== Objective ==
Write out the records between the lines holding "search for name" and "left=563, top=661, right=652, bottom=701", inclusive, with the requests kept as they are. Adjust every bounding-box coordinate in the answers by adding -122, and leave the numbers in the requests and their sample boxes untouched.

== Rows ==
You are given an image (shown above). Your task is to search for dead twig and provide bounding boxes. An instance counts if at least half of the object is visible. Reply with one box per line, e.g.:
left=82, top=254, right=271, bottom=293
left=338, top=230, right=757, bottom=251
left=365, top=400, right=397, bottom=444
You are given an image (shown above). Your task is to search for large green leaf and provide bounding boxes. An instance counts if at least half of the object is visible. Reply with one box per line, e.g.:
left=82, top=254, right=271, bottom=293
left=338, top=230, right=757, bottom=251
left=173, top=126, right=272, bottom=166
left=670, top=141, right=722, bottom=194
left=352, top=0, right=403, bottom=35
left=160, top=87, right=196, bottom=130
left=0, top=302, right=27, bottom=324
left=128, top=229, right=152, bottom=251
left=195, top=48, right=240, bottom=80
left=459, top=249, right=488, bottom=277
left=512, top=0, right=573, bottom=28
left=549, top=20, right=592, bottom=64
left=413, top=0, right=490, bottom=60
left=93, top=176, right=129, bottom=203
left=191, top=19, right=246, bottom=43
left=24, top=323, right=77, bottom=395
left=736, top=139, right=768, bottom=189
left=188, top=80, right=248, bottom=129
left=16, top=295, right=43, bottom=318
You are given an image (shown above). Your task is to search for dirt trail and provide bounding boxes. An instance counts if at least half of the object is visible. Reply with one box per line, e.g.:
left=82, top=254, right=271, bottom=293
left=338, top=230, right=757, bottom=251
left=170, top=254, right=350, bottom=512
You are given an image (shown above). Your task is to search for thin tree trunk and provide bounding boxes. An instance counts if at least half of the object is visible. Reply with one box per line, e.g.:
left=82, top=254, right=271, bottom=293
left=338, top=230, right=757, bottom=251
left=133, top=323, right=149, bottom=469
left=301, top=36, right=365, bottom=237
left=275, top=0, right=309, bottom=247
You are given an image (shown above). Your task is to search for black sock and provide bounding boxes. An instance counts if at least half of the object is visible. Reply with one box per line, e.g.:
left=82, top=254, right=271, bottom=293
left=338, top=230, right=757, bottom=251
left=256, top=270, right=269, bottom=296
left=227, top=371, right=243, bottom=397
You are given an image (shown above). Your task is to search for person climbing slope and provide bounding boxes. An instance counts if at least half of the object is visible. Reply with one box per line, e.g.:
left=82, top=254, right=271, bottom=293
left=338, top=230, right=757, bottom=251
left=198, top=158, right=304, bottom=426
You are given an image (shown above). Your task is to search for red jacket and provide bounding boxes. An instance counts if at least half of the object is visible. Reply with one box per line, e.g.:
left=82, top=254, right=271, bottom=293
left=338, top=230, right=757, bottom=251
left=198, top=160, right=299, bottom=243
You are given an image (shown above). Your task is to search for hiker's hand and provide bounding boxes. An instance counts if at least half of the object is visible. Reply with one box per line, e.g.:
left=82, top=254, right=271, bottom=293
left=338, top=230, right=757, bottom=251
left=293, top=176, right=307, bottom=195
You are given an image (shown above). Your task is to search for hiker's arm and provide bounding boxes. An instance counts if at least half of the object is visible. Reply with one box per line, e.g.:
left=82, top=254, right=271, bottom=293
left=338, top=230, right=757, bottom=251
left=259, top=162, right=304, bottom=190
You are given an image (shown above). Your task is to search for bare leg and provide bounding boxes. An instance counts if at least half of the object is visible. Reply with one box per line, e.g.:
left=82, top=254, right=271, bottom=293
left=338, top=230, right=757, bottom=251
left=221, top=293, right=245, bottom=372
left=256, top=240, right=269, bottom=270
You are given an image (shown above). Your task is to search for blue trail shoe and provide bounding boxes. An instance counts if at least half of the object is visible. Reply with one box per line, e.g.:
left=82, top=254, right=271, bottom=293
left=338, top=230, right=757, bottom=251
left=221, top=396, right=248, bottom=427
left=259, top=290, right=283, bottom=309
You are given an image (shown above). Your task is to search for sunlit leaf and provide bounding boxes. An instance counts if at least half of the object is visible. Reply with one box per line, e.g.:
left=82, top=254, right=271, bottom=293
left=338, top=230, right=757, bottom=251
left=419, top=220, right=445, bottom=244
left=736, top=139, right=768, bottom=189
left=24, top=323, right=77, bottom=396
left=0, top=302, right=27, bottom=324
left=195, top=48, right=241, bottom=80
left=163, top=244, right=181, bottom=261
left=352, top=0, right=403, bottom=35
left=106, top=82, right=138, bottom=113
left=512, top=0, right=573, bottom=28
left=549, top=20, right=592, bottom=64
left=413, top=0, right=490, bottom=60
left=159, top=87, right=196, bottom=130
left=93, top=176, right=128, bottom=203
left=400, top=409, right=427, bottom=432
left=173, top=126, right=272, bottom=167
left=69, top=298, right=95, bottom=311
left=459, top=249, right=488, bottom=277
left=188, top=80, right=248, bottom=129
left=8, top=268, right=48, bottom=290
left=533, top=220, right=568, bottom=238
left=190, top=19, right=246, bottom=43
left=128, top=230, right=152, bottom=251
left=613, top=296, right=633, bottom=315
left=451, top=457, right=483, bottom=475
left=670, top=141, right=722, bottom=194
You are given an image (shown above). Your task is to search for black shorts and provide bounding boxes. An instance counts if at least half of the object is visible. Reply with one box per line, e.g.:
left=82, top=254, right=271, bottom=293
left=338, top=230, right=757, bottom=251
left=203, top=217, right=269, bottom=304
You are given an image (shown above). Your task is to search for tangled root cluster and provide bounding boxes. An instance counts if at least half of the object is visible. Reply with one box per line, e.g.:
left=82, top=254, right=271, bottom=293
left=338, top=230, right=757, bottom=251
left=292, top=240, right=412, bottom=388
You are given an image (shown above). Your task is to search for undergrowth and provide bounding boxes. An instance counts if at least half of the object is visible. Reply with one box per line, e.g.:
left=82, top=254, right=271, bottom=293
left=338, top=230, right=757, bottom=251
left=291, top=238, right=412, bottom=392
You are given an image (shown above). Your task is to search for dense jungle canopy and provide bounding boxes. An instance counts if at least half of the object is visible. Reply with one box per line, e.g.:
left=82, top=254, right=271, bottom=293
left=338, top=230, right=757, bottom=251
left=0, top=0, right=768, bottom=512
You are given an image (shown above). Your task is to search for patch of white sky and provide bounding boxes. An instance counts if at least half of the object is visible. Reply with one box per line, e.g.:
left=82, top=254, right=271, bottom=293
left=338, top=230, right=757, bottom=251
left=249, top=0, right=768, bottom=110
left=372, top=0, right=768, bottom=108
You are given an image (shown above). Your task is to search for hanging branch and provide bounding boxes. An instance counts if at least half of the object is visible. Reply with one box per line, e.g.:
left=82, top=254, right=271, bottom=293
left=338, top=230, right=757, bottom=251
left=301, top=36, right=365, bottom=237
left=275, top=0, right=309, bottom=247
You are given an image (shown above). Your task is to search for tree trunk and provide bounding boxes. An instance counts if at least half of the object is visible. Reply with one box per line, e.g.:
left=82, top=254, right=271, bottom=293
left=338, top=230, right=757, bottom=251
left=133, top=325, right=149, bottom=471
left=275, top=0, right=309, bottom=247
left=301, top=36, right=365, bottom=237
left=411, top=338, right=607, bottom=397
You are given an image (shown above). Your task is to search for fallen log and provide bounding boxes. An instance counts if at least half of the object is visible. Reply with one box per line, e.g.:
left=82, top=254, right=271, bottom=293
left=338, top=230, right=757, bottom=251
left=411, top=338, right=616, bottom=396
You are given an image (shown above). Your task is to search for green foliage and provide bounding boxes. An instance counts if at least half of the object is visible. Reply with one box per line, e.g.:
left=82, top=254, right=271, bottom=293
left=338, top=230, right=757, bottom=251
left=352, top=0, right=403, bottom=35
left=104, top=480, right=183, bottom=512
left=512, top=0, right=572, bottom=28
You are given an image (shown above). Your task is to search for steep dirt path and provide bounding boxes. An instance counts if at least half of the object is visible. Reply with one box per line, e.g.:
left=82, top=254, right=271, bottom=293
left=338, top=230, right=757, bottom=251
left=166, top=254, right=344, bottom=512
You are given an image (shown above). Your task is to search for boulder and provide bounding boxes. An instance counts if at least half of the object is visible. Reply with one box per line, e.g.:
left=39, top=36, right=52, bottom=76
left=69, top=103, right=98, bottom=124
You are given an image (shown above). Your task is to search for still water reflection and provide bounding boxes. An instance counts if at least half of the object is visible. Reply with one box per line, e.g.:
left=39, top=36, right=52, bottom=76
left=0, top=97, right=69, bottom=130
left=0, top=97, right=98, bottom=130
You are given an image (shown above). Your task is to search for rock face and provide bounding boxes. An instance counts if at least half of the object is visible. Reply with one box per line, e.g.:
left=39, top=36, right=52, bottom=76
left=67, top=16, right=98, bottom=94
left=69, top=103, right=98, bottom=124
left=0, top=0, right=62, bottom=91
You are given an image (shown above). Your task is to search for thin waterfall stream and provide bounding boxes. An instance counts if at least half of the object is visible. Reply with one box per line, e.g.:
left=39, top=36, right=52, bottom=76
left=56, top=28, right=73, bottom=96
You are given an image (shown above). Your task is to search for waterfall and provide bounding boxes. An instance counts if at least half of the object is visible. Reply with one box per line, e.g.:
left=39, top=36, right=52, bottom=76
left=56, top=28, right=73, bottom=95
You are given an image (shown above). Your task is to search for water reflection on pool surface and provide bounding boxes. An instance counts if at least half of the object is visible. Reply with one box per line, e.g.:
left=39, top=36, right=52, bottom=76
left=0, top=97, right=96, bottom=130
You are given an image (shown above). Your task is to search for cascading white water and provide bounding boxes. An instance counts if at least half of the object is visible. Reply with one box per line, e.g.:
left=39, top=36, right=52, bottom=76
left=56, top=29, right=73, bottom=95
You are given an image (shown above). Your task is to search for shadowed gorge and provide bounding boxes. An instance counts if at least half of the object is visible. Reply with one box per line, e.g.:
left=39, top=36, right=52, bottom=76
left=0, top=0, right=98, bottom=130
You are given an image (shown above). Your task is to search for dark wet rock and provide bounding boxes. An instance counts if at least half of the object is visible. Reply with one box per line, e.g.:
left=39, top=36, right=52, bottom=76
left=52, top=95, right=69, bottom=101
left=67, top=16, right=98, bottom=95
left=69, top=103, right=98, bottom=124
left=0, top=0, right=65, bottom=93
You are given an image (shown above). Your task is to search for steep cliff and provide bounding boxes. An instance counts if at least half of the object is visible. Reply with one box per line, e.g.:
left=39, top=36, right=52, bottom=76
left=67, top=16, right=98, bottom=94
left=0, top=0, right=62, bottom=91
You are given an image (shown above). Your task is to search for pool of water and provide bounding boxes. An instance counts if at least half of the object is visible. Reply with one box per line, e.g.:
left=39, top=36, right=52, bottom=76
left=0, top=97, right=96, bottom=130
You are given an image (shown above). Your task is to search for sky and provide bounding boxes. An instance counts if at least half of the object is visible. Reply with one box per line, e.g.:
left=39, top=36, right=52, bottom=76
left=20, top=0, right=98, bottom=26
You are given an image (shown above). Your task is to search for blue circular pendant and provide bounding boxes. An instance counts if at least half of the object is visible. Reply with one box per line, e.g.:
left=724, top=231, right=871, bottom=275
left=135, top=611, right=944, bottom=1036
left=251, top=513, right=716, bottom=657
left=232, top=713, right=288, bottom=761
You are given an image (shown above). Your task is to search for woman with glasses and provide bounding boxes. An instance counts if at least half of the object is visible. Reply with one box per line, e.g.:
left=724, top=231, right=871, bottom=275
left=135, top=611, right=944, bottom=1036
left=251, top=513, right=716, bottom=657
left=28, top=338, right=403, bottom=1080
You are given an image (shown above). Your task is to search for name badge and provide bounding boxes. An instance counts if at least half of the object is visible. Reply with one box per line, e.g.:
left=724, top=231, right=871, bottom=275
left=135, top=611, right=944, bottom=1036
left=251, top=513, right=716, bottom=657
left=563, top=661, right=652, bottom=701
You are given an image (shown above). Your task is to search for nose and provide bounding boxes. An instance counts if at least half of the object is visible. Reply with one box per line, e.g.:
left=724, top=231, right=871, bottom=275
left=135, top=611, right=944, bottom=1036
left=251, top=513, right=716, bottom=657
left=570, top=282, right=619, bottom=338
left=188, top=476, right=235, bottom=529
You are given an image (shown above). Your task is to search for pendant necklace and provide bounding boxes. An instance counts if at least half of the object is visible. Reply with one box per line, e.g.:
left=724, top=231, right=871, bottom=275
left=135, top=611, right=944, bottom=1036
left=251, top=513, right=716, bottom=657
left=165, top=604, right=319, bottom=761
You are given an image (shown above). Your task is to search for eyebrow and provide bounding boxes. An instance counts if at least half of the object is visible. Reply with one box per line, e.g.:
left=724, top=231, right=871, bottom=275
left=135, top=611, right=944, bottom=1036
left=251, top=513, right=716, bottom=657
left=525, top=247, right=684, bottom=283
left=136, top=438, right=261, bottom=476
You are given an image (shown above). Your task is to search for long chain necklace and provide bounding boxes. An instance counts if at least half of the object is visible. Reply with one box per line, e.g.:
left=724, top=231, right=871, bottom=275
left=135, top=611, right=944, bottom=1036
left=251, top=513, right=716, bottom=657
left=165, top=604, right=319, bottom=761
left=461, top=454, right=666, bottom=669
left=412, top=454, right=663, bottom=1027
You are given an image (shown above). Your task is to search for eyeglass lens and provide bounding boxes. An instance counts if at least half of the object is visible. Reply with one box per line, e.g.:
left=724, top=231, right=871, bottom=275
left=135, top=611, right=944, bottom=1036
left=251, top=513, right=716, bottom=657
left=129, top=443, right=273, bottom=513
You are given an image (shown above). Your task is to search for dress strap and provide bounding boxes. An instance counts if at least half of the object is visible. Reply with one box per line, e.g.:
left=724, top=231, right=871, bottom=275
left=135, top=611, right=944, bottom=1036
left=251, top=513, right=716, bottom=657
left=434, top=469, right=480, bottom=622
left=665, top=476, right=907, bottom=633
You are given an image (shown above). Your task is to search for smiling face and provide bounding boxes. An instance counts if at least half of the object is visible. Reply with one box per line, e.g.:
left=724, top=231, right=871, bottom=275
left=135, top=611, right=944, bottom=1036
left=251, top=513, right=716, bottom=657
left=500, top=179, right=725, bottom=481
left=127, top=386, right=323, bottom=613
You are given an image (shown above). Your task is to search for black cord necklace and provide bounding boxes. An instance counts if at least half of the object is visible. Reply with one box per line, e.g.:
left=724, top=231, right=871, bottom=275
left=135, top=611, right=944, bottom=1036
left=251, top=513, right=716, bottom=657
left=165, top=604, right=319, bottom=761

== Task answer ==
You are given an image (shown above). Your task is to search for name badge and provide bounding boxes. An instance counts if at least half of the object is visible. Reply with one box per line, e.g.:
left=724, top=231, right=871, bottom=275
left=135, top=611, right=944, bottom=1036
left=251, top=513, right=716, bottom=657
left=441, top=539, right=530, bottom=579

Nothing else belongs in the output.